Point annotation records
BEGIN
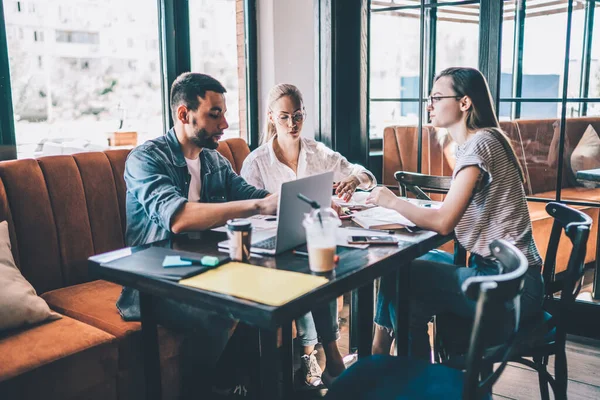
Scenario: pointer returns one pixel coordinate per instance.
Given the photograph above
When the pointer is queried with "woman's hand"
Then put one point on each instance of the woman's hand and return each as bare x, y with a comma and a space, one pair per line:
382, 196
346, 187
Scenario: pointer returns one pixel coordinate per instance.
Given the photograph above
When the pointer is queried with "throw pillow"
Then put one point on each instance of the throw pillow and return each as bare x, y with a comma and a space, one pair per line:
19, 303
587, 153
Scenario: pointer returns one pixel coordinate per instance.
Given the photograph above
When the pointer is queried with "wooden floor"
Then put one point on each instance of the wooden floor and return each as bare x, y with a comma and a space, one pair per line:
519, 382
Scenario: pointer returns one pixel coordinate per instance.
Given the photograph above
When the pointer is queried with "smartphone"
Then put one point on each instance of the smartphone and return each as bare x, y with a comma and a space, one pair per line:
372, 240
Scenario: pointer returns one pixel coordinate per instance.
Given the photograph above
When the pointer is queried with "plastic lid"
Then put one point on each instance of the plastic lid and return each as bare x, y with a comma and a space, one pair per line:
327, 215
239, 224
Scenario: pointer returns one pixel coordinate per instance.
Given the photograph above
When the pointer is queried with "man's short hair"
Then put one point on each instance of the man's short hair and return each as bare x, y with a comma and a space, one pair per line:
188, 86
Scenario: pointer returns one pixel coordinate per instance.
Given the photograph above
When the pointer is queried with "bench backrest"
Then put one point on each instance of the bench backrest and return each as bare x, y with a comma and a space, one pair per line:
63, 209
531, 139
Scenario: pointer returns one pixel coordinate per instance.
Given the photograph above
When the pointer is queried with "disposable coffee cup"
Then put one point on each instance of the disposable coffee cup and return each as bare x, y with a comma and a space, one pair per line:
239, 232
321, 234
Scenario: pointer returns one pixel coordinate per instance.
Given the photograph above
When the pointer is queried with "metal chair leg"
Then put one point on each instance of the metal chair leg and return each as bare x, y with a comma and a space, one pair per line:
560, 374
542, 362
END
BEGIN
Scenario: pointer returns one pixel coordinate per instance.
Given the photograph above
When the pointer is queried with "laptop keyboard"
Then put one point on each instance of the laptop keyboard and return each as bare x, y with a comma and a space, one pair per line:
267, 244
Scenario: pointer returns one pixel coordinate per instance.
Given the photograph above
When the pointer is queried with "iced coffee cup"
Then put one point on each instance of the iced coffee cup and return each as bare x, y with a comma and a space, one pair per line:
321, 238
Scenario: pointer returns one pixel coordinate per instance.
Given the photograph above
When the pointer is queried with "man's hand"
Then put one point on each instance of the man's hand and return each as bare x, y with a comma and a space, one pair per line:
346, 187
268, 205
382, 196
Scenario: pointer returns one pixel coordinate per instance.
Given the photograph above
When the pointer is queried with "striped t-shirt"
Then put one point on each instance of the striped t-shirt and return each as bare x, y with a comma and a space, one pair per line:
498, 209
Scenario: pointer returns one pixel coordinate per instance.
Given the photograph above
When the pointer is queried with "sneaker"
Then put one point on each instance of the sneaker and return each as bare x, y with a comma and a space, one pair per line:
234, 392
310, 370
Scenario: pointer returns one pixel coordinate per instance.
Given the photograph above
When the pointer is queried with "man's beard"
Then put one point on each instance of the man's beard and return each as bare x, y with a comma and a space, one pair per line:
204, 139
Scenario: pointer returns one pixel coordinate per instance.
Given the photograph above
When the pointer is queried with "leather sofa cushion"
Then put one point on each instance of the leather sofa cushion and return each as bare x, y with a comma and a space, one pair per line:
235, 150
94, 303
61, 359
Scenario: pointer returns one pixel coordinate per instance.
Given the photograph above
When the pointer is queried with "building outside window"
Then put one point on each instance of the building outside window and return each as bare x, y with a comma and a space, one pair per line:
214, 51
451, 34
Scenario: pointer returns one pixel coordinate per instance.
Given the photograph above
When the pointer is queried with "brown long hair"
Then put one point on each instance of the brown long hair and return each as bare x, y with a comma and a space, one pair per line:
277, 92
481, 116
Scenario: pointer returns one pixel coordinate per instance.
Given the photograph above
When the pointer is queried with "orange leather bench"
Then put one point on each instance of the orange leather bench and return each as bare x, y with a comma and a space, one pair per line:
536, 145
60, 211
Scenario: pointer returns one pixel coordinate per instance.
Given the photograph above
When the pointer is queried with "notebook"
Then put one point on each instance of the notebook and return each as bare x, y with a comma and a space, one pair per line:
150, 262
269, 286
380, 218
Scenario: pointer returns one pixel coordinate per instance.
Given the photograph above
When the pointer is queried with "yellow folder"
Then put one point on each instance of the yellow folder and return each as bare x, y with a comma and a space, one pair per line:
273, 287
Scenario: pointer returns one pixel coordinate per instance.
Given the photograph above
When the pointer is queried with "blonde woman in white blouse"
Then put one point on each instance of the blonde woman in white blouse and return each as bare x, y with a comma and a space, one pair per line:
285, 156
END
Your goal: List every line in the records above that contains the word "orange", matching case exactly.

Finished exercise:
When the pointer is queried with "orange leather bench"
Then put one point on each instance of the orange leather bench and return each as bare x, y with a comma and a space, one pair per line:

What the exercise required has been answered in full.